Direction: Rewrite the lines of the records below as a Markdown table with the columns "Row" and "Line text", starting at the line that contains "Every instance of the desert vegetation" and ending at the line that contains "330], [240, 339]]". Number each row and omit blank lines.

Listed records:
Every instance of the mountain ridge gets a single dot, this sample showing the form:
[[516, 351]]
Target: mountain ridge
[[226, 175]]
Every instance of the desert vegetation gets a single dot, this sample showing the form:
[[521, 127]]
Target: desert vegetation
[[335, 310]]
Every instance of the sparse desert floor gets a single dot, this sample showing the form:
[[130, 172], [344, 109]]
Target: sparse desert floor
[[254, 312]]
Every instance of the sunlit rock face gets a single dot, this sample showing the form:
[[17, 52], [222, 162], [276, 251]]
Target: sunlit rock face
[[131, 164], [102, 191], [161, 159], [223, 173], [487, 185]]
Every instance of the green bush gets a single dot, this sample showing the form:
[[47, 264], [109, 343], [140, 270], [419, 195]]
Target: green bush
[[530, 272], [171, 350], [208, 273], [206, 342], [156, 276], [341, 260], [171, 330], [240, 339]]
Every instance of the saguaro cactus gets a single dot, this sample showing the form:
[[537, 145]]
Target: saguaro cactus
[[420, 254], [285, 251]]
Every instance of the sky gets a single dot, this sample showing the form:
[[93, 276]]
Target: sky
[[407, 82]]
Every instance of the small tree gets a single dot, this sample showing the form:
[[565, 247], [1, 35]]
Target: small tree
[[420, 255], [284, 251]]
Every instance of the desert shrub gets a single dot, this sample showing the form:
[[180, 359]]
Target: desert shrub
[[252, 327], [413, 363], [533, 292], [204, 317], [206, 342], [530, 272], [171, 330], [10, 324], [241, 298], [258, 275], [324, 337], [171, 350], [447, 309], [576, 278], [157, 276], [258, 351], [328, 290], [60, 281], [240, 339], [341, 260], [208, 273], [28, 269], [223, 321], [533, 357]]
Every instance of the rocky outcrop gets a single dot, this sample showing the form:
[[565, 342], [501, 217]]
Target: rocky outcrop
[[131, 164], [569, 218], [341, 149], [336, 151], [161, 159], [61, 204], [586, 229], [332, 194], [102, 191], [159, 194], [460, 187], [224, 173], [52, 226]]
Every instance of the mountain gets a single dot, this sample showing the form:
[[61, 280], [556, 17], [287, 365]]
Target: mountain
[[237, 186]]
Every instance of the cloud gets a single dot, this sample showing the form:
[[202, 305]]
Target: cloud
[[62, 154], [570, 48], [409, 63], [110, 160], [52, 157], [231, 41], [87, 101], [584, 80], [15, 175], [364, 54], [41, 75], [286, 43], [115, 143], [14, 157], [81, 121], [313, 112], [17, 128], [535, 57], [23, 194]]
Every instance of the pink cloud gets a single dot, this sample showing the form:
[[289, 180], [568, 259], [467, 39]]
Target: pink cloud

Output below:
| Row | Line text |
|---|---|
| 1 | Every instance of the desert vegetation gets a single dot, this sample showing the form: |
| 2 | [[521, 127]] |
| 3 | Target: desert vegetation |
| 4 | [[335, 310]] |
| 5 | Every instance of the sparse desert floor gets a single dot, this sample showing the form: |
| 6 | [[130, 172], [344, 109]] |
| 7 | Target: sparse desert floor |
| 8 | [[254, 312]] |
| 9 | Every instance of the sunlit rock face gets a single dot, this sample showing the form: |
| 10 | [[17, 52], [222, 162], [276, 251]] |
| 11 | Target: sunlit rock face |
| 12 | [[131, 164], [102, 191], [161, 159], [223, 173], [487, 185]] |
| 13 | Every instance of the green bush gets a single dot, this sample showing the form: |
| 14 | [[47, 264], [109, 343], [140, 270], [419, 195]] |
| 15 | Target: green bush |
| 16 | [[530, 272], [171, 350], [208, 273], [206, 342], [156, 276], [341, 260], [171, 330], [240, 339]] |